Selected excerpt:
- - - -

By Miller, Kate
Investigative Reporters and Editors, Inc. The IRE Journal , Vol. 23, No. 1
Freelancers win in landmark copyright case, but know contract negotiations are key
The latest ruling in a landmark case involving electronic reproduction rights of freelanced works resulted in a courtroom victory for freelance writes, but the impt of the nding on their work remains unclear.
On Sept. 24, the U.S. Court of Appeals for the Second Circuit unanimously ruled in Tasim v. New York Times Co. that electronic rights were retained by freelance writers under the Copyright Act of 1976 even when included in reproductions of entire collective works. A lower court ruling in 1997 had decided that works reproduced within the entire original collection were only "revisions" and did not infringe upon copyrights.
The ruling was the culmination of a six-year legal battle pitting six freelance writers against five of the biggest names in publishing: The New York Times, Inc.; Newsday, Inc.; The Time Inc. Magazine Co.; Mead Data Central Corp.; and University Microfilms International.
At the heart of the case was a disagreement over the very nature of electronic reproductions.
"The suit initially started because we really did need a re-definition of copyright law in the electronic information age," said freelancer and plaintiff Mary Kay Blakely.
But what began as a search for truth developed into a bitter dispute over money between freelancers and print publishers engaging in electronic publishing. Jonathan Tasini, president of the National Writers Union and a plaintiff in the case, said the fight has only intensified in recent years as the popularity of electronic publishing has increased among consumers and publishers.
"You're talking about millions of dollars that aren't going to freelancers, whether because media companies are outright stealing work from writers, which this decision proves, or they are forcing writers to sign all-rights contracts and basically saying 'we're not going to pay you,"' Tasini said.

- - - -

Information shown:
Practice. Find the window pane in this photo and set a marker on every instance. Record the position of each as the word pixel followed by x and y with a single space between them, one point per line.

- - - -

Exercise set:
• a. Reproduce the passage of the article on the freelancers' copyright case from "On Sept. 24, the" to "infringe upon copyrights.".
• b. According to the article on the freelancers' copyright case, how many freelance writers fought the publishers in the six-year legal battle?
The data above stands apart from the article on the freelancers' copyright case.

Answers provided:
• a.
On Sept. 24, the U.S. Court of Appeals for the Second Circuit unanimously ruled in Tasim v. New York Times Co. that electronic rights were retained by freelance writers under the Copyright Act of 1976 even when included in reproductions of entire collective works. A lower court ruling in 1997 had decided that works reproduced within the entire original collection were only "revisions" and did not infringe upon copyrights.

• b. Six.